▸ Task description
Copy out every line of the items below word for word, leaving out the pictures.

═════ Records supplied ═════

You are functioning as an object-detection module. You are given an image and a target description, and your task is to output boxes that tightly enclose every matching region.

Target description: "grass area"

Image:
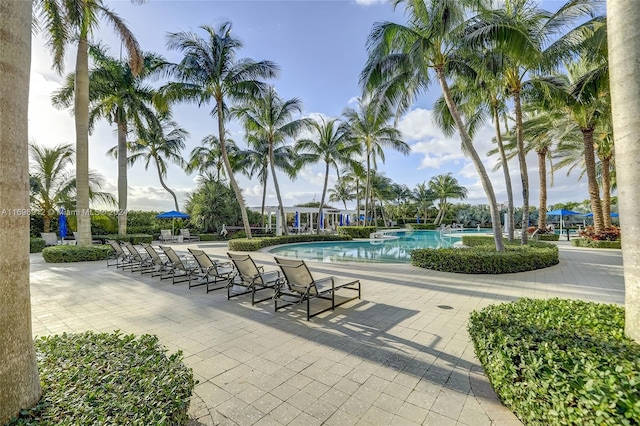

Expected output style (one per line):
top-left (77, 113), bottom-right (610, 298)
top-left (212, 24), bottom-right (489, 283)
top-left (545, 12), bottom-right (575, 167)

top-left (469, 299), bottom-right (640, 426)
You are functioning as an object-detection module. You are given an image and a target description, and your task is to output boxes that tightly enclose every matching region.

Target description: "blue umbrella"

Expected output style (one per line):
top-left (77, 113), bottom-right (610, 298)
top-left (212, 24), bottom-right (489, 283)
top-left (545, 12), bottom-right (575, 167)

top-left (156, 210), bottom-right (191, 235)
top-left (58, 207), bottom-right (67, 240)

═════

▸ Written answer
You are functioning as an object-detection module. You are given an image and a target description, and your task is to output boxes that tightly enclose every matching region.

Target description: "grass area"

Image:

Expected output style (one per line):
top-left (77, 113), bottom-right (610, 298)
top-left (212, 24), bottom-right (489, 283)
top-left (545, 12), bottom-right (575, 167)

top-left (469, 299), bottom-right (640, 426)
You are functioning as an object-detection module. You are given an image and a target description, and your task is to output boxes that tightly enclose every matching region.

Target description: "blue umbrella"

Expected output style (one per line):
top-left (77, 113), bottom-right (610, 298)
top-left (212, 24), bottom-right (489, 283)
top-left (545, 12), bottom-right (575, 167)

top-left (156, 210), bottom-right (191, 235)
top-left (58, 207), bottom-right (67, 240)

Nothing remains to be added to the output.